What is required: Reproduce the HCatalog Connector troubleshooting text word for word, in full.

Troubleshooting HCatalog Connector Problems

You may encounter the following issues when using the HCatalog Connector.

Connection Errors

When you use CREATE HCATALOG SCHEMA to create a new schema, the HCatalog Connector does not immediately attempt to connect to the HiveServer2 or metastore servers. Instead, when you execute a query using the schema or HCatalog-related system tables, the connector attempts to connect to and retrieve data from your Hadoop cluster.

The types of errors you get depend on which parameters are incorrect. Suppose you have incorrect parameters for the metastore database, but correct parameters for HiveServer2. In this case, HCatalog-related system table queries succeed, while queries on the HCatalog schema fail. The following example demonstrates creating an HCatalog schema with the correct default HiveServer2 information. However, the port number for the metastore database is incorrect.

=> CREATE HCATALOG SCHEMA hcat2 WITH hostname='hcathost' 
-> HCATALOG_SCHEMA='default' HCATALOG_USER='hive' PORT=1234;
CREATE SCHEMA
=> SELECT * FROM HCATALOG_TABLE_LIST;
-[ RECORD 1 ]------+---------------------
table_schema_id    | 45035996273864536
table_schema       | hcat2
hcatalog_schema    | default
table_name         | test
hcatalog_user_name | hive

=> SELECT * FROM hcat2.test;
ERROR 3399:  Failure in UDx RPC call InvokePlanUDL(): Error in User Defined 
 Object [VHCatSource], error code: 0
com.vertica.sdk.UdfException: Error message is [ 
org.apache.hcatalog.common.HCatException : 2004 : HCatOutputFormat not 
initialized, setOutput has to be called. Cause : java.io.IOException: 
MetaException(message:Could not connect to meta store using any of the URIs 
provided. Most recent failure: org.apache.thrift.transport.TTransportException: 
java.net.ConnectException: 
Connection refused
at org.apache.thrift.transport.TSocket.open(TSocket.java:185)

Dataset section:
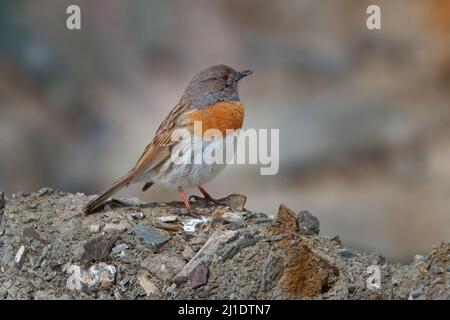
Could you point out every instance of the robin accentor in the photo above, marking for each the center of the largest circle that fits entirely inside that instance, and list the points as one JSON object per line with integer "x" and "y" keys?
{"x": 212, "y": 99}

Result for this exercise:
Troubleshooting HCatalog Connector Problems

You may encounter the following issues when using the HCatalog Connector.

Connection Errors

When you use CREATE HCATALOG SCHEMA to create a new schema, the HCatalog Connector does not immediately attempt to connect to the HiveServer2 or metastore servers. Instead, when you execute a query using the schema or HCatalog-related system tables, the connector attempts to connect to and retrieve data from your Hadoop cluster.

The types of errors you get depend on which parameters are incorrect. Suppose you have incorrect parameters for the metastore database, but correct parameters for HiveServer2. In this case, HCatalog-related system table queries succeed, while queries on the HCatalog schema fail. The following example demonstrates creating an HCatalog schema with the correct default HiveServer2 information. However, the port number for the metastore database is incorrect.

=> CREATE HCATALOG SCHEMA hcat2 WITH hostname='hcathost' 
-> HCATALOG_SCHEMA='default' HCATALOG_USER='hive' PORT=1234;
CREATE SCHEMA
=> SELECT * FROM HCATALOG_TABLE_LIST;
-[ RECORD 1 ]------+---------------------
table_schema_id    | 45035996273864536
table_schema       | hcat2
hcatalog_schema    | default
table_name         | test
hcatalog_user_name | hive

=> SELECT * FROM hcat2.test;
ERROR 3399:  Failure in UDx RPC call InvokePlanUDL(): Error in User Defined 
 Object [VHCatSource], error code: 0
com.vertica.sdk.UdfException: Error message is [ 
org.apache.hcatalog.common.HCatException : 2004 : HCatOutputFormat not 
initialized, setOutput has to be called. Cause : java.io.IOException: 
MetaException(message:Could not connect to meta store using any of the URIs 
provided. Most recent failure: org.apache.thrift.transport.TTransportException: 
java.net.ConnectException: 
Connection refused
at org.apache.thrift.transport.TSocket.open(TSocket.java:185)